Brano scelto:
******

Espressi il vivo desiderio di conoscere quella famiglia. Non mi si nascose che era difficile: era povera gente che avrebbe molto diffidato della visita di uno straniero. Ma alla fine il segretario dell'avvocato si offerse di presentarmi come un Inglese di passaggio, molto ben informato sulla liberazione di Cagliostro dalla Bastiglia e del suo felice arrivo in Inghilterra. Lo stratagemma riuscì».
Poi Goethe - prosegue Böttiger - con quella sua arte inimitabile di narratore e di pittore di scene familiari, narrò il suo arrivo nella piccola dimora di quella povera famiglia. La sorella di Cagliostro stava lavando i piatti in cucina: vedendo lo straniero rialzò il grembiule, mostrando una gonna un poco meno lisa e consunta. Nella camera di soggiorno, che era anche la camera da letto, tutto era povero ma pulito. Nere immagini di santi pendevano alle pareti che un tempo dovevano essere state colorate. Lesedie di giunco portavano tracce di doratura. Una sola finestra illuminava la stanza; ad un'estremità sedeva la madre mezza sorda, all'estremità opposta una vecchia malata e letargica che la famiglia, pur così povera, manteneva per carità.
Goethe, che non parlava il dialetto siciliano, dovette far tradurre per la madre le notizie circostanziate del figlio. La sorella, una povera vedova con tre figli grandicelli, si lamentò che il fratello, che certo possedeva tesori, non le restituisse le tredici once d'oro che ella aveva speso per riscattargli la roba impegnata al momento della sua partenza da Palermo. Fu domandato a Goethe se non voleva attendere la festa di Santa Rosalia prima di lasciare la città e se fosse disposto a rimettere una lettera al fratello in Inghilterra; e la vecchia madre s'informò pure se era un eretico, ecc. Nel congedarsi, mentre tutti appaiono tristissimi, Goethe promette di tornare il giorno dopo a prendere la lettera. Torna infatti e riceve la lettera; inoltre la madre lo incarica pateticamente di far sapere al figlio che non ha più un mantello in buono stato per andare a messa.

******

Dati forniti:
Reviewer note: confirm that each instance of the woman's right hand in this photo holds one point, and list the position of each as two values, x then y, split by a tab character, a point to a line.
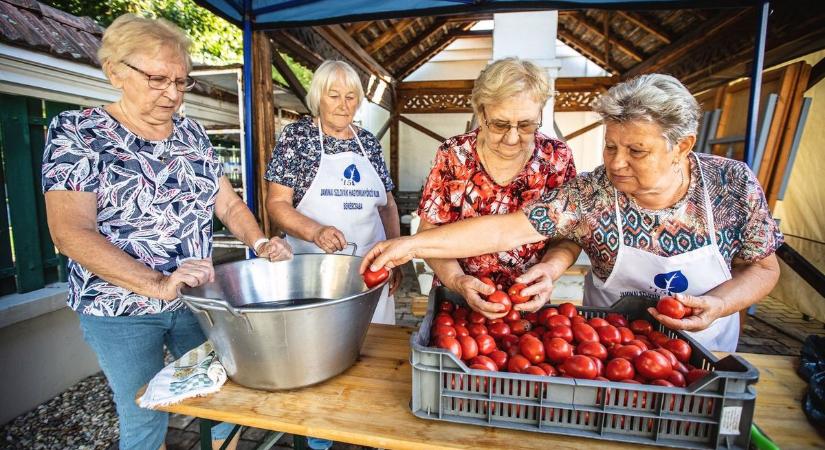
330	239
192	273
471	288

******

Dettagli dell'esercizio:
Rispondi a queste domande sul brano relativo alla visita di Goethe alla famiglia di Cagliostro.
1. Come si offrì di presentare il narratore il segretario dell'avvocato?
2. Che cosa stava facendo la sorella di Cagliostro all'arrivo dello straniero?
3. Quante once d'oro aveva speso la sorella per riscattare la roba impegnata dal fratello?
Per rispondere, basati unicamente sul brano.

Soluzione dell'esercizio:
1. Come un Inglese di passaggio, molto ben informato sulla liberazione di Cagliostro dalla Bastiglia e sul suo felice arrivo in Inghilterra.
2. Stava lavando i piatti in cucina.
3. Tredici once d'oro.